>> Start Quoted text
Lord Tunnicliffe
Main Page: Lord Tunnicliffe (Labour - Life peer)Department Debates - View all Lord Tunnicliffe's debates with the Ministry of Defence
(12 years, 6 months ago)
Lords ChamberMy Lords, I thank the noble Lord for reading out the names of the two members of the Armed Forces who have recently died in Afghanistan. I would like to associate these Benches with the condolences to their families and friends and to support the Minister in his reference to the wounded. The two members of the Armed Forces concerned were involved in the extraordinarily difficult task of mentoring the security and armed forces of the Afghan Government. I am sure that we all admire the courage necessary to carry out that task in such difficult conditions.
I thank the noble Lord for repeating that very long Statement—it took him a bracing 15 minutes to do so. I have been faced with Statements and papers throughout my career. Those documents have varied greatly in length, and my suspicions have deepened as their length has increased. One way to work out whether a Statement or paper says anything is to précis it. When you précis something again and again, you can see what is left at the end. If there is not much left after that process then there cannot have been very much there in the first place. I put it to the House that this is a profoundly vacuous Statement. It says very little indeed.
The first thing that it does not contain is a plan. You would think that a Statement about defence expenditure over the next 10 years would have a plan associated with it. The Statement did not contain a plan—it promises a summary of a plan some time in the future. It does not even give a date when that plan will be put forward.
What else does the Statement say? One of the few new things it provides is an overall figure. It says that the equipment and support plan for the next 10 years involves £160 billion—that is the hard figure in the middle of the Statement. It then goes on to explain how that figure is made up. It says—the Minister will correct me if I am wrong—that £8 billion will be available over the next 10 years to adapt to the changing world. So, over 10 years, 5% of that amount will be available for innovation, new equipment and new threats—things that we do not know about now. Some £4 billion will be available as a contingency, which is about 3% of the overall figure. So £152 billion will be available over 10 years and the Government have got things so right that they can manage with a contingency of 3%. I put it to noble Lords that that level of accuracy simply is not credible.
What else will the plan contain? Does the Statement mention any new acquisitions? I do not know—I could not see any. Although it mentions the decision to purchase three offshore patrol vessels, as opposed to leasing them, we have heard everything else before. Is there anything new in the Statement? Are there any new cuts? I cannot see any new ones. I can see no mention of how money will be saved.
Let us go back to what the Statement purports to say. I should add that the press reports about what the Statement would say were rather more exciting than the Statement itself. I invite the Minister to correct me if I have overread the press reports, but they seemed to imply that the Secretary of State for Defence would say that there would be no more cuts over the next 10 years—no more cuts until 2022. That is pretty ambitious. If that is what the Minister said, I am sure that noble Lords will welcome it. If nothing else, we will not have so many Statements to look at when plans change.
Does the Statement say that there will be no more cuts? The closest reference I could find was:
“I can tell the House today that, after two years’ work, the black hole in the defence budget has finally been eliminated and the budget is now in balance”.
Is the budget in balance for 10 years? Will there be no more cuts over the next 10 years?
>> End Quoted text
>> Start Data records
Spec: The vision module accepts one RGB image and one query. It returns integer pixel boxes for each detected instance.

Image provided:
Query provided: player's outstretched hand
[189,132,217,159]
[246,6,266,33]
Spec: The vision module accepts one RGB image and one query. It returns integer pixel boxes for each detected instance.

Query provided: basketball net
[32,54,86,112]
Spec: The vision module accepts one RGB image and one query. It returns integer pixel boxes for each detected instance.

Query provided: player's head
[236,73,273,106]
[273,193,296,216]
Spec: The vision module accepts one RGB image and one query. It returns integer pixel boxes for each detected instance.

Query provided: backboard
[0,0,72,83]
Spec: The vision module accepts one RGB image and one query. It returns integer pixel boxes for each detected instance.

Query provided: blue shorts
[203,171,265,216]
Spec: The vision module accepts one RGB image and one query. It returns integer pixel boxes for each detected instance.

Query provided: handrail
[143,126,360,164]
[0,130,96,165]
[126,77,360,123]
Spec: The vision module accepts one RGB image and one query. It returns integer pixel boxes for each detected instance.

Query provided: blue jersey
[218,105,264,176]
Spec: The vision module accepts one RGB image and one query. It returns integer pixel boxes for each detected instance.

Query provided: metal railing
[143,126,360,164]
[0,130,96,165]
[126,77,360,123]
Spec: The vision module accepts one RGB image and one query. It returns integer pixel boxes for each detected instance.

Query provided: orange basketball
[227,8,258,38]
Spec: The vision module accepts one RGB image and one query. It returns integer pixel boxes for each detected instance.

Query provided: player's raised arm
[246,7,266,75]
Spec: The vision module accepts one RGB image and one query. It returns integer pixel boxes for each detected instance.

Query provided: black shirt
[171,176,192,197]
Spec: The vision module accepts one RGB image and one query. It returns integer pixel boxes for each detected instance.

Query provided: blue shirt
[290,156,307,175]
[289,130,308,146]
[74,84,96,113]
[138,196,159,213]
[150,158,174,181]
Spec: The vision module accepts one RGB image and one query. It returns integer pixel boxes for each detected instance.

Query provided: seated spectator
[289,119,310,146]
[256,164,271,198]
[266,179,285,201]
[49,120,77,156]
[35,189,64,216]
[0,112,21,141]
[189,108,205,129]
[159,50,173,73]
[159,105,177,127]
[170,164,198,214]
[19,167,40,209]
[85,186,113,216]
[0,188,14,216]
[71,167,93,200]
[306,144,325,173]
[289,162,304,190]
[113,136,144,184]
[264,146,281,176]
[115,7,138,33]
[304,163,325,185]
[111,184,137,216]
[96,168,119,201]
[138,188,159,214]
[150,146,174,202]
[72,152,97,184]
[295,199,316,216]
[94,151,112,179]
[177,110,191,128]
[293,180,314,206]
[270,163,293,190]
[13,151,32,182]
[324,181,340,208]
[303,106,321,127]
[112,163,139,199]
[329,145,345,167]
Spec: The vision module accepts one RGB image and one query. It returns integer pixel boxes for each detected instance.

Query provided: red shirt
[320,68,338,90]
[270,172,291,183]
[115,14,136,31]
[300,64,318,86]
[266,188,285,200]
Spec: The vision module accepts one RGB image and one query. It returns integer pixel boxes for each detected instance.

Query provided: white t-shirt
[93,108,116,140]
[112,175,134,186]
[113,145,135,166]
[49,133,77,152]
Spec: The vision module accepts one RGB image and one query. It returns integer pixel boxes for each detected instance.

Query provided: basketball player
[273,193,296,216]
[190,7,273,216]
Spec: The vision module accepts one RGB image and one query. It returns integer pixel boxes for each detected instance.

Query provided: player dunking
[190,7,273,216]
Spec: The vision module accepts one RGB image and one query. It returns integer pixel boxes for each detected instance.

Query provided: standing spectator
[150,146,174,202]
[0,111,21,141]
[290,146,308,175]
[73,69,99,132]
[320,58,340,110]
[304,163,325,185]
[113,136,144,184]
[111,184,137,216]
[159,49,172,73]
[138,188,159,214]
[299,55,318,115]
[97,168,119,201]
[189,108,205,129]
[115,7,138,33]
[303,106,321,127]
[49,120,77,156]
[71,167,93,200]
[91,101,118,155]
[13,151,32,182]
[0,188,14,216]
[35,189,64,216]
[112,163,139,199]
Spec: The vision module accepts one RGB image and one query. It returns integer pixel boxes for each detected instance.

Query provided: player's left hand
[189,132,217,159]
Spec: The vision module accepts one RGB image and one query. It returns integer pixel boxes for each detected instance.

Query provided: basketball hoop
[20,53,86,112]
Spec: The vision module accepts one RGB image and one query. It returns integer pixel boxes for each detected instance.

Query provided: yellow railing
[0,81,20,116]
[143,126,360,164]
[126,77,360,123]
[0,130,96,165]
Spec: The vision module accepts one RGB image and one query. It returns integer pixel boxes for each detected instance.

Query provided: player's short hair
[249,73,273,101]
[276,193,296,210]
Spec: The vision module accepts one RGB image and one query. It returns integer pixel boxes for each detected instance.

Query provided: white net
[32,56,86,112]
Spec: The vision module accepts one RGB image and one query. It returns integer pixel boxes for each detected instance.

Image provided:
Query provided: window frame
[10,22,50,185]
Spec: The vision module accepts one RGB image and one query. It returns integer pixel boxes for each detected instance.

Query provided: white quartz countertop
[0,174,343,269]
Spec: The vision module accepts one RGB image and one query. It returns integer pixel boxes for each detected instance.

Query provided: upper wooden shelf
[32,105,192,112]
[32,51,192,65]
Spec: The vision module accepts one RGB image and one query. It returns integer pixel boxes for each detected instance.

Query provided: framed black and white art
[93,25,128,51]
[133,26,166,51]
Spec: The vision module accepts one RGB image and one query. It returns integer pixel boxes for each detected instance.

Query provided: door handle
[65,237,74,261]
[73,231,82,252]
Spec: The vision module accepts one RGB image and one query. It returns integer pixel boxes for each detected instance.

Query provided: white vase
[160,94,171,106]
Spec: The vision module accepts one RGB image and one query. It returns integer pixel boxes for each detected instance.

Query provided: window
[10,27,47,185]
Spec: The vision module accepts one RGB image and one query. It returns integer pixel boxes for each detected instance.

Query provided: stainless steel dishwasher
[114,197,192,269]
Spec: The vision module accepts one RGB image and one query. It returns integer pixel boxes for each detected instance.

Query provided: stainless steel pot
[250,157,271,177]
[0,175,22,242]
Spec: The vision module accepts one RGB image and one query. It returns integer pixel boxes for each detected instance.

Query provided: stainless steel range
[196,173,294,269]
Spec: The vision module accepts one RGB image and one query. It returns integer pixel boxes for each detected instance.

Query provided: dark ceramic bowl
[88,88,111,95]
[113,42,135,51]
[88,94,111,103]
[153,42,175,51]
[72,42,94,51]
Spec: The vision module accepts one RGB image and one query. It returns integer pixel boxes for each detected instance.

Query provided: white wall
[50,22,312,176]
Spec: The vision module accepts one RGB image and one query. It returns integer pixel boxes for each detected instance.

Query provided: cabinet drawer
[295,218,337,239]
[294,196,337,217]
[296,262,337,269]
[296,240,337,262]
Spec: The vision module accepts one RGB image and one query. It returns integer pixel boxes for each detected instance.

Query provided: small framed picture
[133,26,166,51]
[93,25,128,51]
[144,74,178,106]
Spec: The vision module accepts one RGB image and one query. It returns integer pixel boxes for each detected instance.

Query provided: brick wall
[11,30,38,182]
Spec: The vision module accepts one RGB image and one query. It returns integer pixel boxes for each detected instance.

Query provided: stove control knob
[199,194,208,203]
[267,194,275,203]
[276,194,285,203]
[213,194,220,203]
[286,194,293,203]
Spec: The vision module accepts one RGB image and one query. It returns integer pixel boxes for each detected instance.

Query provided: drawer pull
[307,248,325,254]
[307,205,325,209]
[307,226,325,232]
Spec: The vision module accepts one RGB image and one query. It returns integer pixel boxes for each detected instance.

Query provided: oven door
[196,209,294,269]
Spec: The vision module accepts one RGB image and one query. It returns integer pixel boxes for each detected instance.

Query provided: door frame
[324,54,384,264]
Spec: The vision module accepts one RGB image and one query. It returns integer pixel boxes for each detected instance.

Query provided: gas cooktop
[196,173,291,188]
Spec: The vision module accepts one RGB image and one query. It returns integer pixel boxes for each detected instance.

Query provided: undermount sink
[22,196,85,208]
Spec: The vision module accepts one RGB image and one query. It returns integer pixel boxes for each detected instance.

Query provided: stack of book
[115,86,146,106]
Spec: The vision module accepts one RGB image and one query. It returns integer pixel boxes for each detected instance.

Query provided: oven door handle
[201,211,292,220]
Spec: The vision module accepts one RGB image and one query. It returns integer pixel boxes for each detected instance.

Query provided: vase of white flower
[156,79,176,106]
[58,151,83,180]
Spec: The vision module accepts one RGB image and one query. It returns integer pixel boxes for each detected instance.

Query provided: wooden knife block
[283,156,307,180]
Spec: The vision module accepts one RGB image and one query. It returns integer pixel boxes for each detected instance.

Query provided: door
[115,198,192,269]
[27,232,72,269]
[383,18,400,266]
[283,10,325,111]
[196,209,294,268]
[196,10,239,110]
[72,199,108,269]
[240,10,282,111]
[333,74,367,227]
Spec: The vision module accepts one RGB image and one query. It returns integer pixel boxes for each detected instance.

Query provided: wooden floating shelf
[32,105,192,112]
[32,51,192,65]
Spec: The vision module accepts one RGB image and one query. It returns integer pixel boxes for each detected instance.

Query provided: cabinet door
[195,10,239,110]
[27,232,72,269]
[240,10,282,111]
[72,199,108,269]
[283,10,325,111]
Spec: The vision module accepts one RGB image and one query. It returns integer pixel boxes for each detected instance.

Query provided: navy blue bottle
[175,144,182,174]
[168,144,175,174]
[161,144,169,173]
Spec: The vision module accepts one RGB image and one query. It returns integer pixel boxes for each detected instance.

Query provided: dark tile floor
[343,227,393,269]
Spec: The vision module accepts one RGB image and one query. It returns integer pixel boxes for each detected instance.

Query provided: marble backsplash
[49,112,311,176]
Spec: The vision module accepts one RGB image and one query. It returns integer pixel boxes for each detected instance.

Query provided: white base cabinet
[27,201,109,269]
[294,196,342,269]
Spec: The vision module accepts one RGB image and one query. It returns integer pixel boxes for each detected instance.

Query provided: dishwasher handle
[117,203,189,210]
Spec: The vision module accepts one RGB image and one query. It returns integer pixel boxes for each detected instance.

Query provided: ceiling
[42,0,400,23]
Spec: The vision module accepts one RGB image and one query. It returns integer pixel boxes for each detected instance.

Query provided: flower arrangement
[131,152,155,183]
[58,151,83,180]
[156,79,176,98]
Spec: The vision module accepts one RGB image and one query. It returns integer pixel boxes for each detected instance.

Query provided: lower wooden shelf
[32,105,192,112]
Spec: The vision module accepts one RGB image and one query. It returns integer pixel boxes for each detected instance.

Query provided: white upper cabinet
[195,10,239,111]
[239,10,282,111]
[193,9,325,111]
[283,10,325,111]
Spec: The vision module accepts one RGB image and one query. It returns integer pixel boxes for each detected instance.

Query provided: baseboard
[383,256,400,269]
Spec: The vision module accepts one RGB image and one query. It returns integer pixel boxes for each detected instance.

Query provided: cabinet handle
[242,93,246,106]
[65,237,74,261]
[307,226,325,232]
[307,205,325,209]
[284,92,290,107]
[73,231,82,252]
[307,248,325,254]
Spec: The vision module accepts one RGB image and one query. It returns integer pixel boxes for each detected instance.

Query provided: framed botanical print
>> End Data records
Problems to work on:
A - In the speech, what total does the Statement give for the equipment and support plan over the next 10 years?
B - Transcribe the speech word for word from "I thank the noble Lord for repeating" to "very little indeed.".

Task solutions:
A - £160 billion.

B -
I thank the noble Lord for repeating that very long Statement—it took him a bracing 15 minutes to do so. I have been faced with Statements and papers throughout my career. Those documents have varied greatly in length, and my suspicions have deepened as their length has increased. One way to work out whether a Statement or paper says anything is to précis it. When you précis something again and again, you can see what is left at the end. If there is not much left after that process then there cannot have been very much there in the first place. I put it to the House that this is a profoundly vacuous Statement. It says very little indeed.